# Required task:
Repeat exactly the lines of the listing from the line containing "In the photo above, where can the man in teal" through its last line, and nothing beyond them.
## start Exercise data
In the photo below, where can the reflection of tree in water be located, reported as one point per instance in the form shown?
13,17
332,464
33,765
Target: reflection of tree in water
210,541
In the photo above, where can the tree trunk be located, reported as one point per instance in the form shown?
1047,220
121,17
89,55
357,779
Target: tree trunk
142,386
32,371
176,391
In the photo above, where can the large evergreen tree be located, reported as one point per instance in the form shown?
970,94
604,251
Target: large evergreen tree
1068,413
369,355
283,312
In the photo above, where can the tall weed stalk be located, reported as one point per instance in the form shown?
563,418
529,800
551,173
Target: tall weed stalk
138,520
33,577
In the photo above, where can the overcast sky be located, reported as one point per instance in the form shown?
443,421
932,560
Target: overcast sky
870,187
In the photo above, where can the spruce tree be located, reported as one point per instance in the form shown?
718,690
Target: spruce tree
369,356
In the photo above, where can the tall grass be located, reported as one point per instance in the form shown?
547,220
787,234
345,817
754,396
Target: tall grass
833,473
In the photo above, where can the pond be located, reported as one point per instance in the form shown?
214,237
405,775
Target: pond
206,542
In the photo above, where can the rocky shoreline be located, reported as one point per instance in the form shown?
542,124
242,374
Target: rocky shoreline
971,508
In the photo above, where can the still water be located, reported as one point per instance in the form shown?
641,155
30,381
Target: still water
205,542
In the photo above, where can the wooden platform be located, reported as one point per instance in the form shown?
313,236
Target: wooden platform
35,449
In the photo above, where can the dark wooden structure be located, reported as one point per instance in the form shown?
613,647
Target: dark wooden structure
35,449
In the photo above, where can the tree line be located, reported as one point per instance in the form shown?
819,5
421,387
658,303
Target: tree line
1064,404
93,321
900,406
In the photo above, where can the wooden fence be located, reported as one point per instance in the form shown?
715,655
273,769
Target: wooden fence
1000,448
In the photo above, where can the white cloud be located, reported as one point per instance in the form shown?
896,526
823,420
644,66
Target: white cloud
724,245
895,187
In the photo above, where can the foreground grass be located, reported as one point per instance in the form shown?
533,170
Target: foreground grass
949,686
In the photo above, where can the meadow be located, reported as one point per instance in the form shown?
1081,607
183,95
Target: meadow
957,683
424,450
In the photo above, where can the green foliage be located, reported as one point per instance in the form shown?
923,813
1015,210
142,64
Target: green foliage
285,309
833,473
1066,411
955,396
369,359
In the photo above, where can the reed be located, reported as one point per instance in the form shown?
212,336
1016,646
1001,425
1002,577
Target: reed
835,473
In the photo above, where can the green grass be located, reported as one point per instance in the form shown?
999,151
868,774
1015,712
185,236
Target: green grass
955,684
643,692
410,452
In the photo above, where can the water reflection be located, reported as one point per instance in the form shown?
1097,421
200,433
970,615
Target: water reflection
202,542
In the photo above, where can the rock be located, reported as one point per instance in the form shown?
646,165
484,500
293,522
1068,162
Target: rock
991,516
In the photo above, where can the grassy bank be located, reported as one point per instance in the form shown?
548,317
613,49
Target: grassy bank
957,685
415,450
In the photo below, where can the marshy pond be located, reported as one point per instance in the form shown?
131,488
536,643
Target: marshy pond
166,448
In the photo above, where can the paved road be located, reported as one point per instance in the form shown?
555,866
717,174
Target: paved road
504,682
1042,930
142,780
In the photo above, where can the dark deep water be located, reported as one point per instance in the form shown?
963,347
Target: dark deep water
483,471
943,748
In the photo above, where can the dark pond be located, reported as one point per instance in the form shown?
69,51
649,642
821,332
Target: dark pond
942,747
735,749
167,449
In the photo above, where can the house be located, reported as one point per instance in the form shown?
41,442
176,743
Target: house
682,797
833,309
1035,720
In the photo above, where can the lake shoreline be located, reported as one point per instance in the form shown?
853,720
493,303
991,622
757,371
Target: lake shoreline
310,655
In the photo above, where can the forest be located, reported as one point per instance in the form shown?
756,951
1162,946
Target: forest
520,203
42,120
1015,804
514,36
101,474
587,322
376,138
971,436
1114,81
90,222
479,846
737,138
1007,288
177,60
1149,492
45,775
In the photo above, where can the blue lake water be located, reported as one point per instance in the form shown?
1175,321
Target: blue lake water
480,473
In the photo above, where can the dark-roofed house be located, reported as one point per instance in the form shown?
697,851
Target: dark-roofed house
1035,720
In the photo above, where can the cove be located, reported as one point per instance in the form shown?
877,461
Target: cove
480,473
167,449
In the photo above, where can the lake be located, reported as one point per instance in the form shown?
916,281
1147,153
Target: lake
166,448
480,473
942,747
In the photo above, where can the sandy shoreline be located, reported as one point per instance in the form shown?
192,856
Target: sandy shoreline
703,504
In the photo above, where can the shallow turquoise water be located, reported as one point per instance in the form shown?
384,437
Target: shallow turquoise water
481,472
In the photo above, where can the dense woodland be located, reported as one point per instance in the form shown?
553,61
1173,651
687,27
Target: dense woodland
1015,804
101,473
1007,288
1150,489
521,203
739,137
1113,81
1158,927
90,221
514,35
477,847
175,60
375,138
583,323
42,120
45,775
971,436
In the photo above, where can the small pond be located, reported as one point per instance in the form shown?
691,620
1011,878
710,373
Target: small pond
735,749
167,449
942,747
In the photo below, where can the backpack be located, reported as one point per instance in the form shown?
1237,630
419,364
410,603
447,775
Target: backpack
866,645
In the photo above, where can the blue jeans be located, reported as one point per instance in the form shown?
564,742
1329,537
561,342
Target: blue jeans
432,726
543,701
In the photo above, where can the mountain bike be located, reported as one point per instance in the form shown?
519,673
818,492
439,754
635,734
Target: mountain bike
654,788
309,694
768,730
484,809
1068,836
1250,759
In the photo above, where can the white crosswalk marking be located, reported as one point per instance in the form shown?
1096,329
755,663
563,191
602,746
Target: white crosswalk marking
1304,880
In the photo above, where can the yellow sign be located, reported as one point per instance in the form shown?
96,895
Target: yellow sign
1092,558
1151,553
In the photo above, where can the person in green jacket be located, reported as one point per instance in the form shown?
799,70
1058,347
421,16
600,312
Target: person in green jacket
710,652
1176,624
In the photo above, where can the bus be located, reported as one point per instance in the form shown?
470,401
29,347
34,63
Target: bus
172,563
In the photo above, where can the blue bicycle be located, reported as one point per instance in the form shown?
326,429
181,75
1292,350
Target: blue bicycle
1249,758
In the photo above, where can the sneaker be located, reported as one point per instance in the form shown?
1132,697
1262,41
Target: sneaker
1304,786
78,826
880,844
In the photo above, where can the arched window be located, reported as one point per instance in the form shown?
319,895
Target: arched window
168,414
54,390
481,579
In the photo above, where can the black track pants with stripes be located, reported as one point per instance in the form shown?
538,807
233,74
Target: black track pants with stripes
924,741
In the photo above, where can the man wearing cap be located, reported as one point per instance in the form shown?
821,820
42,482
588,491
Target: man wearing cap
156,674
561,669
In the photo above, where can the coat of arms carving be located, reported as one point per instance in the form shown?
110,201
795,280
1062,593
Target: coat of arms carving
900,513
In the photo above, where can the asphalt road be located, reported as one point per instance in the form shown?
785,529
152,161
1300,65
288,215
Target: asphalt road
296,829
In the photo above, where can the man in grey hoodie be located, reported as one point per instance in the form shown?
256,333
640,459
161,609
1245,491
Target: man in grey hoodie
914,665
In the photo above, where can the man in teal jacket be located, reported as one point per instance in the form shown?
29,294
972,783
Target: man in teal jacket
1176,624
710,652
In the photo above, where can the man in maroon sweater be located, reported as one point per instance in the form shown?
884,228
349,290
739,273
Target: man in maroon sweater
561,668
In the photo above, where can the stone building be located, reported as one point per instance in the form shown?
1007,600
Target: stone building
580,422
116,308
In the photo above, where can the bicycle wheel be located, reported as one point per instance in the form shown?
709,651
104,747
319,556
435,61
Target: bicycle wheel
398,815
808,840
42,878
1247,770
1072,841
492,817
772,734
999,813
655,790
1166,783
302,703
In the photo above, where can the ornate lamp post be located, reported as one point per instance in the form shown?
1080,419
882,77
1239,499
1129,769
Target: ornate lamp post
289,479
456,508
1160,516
## end Exercise data
# Result of this task:
In the photo above, where can the man in teal jacket be located, reported as one point per instance in the form shown?
29,294
972,783
Target: man in teal jacket
1176,624
710,652
In the photo above, where can the man in maroon sweater be located, reported as one point per instance in the form shown?
884,228
349,290
739,273
Target: man in maroon sweater
561,668
In the photo above, where can the stone building be located, reported as one point per instance in the form shown?
1007,600
Target: stone building
580,422
116,308
In the photo above, where can the bicycle wheel be located, reported as one point per instance in the form shown?
709,651
104,747
319,556
435,61
Target: bicycle wheel
398,815
808,840
42,878
1247,770
1072,841
492,817
772,734
999,813
655,790
1166,783
302,703
In the photo above, where can the ornate lamp post be located, reported as one point per instance in the form shown?
1080,419
882,77
1239,499
1129,769
Target: ornate lamp post
289,479
456,508
1160,516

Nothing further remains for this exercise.